WHAT YOU SHOULD DO
Return the lines of the listing below exactly as they are, starting with the line that contains "Could you please indicate the child's" and going on through the last line of the listing.

DATA TO PROCESS
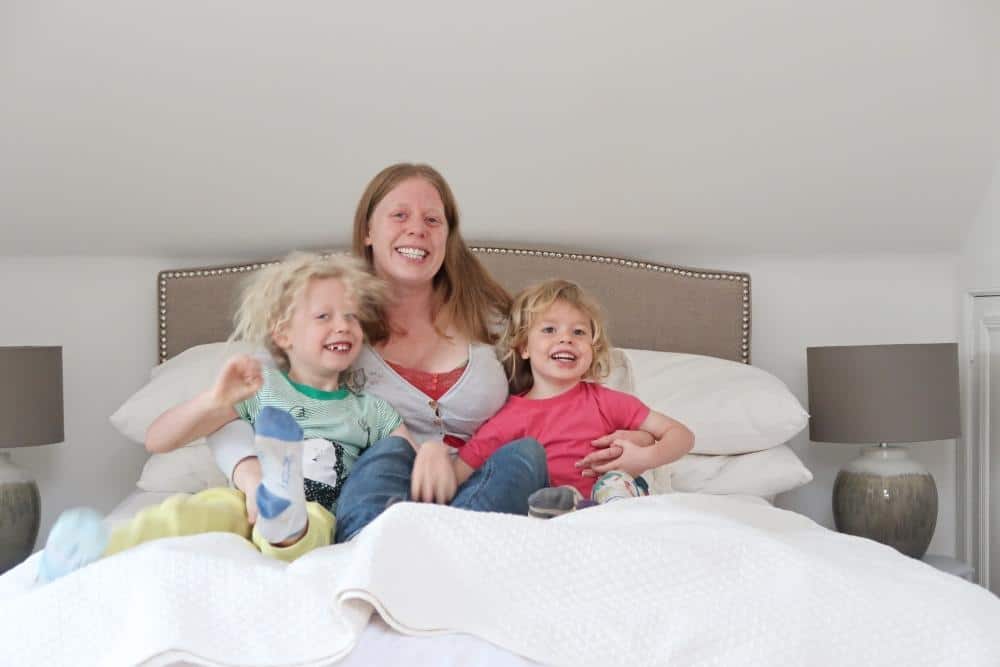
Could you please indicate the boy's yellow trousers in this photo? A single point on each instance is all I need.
(218, 509)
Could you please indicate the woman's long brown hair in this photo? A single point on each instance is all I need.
(467, 297)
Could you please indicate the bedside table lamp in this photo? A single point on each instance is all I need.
(885, 394)
(31, 413)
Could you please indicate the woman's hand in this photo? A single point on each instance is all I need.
(433, 479)
(239, 379)
(246, 478)
(609, 450)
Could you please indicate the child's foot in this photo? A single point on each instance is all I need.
(617, 485)
(553, 501)
(281, 500)
(78, 537)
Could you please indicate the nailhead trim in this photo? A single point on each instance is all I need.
(166, 276)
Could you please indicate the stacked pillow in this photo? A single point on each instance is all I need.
(741, 416)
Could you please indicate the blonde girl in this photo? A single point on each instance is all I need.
(556, 350)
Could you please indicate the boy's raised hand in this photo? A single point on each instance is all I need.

SOLUTION TO THIS TASK
Could you please indicate the child's foot in this photo? A single point on each instance is all I need.
(617, 485)
(553, 501)
(281, 500)
(78, 537)
Could you please indicate the nailhead trim in this photo? A single point on each instance is all I need.
(166, 276)
Could you please indicate the stacked pillow in this photo? A single point on each instance is all I need.
(741, 416)
Could you please indicate the blonde girl in this photo? A single point on each instance is all I need.
(556, 350)
Could you please indicate the boy's raised hand in this photo? A single point on each instance is all I need.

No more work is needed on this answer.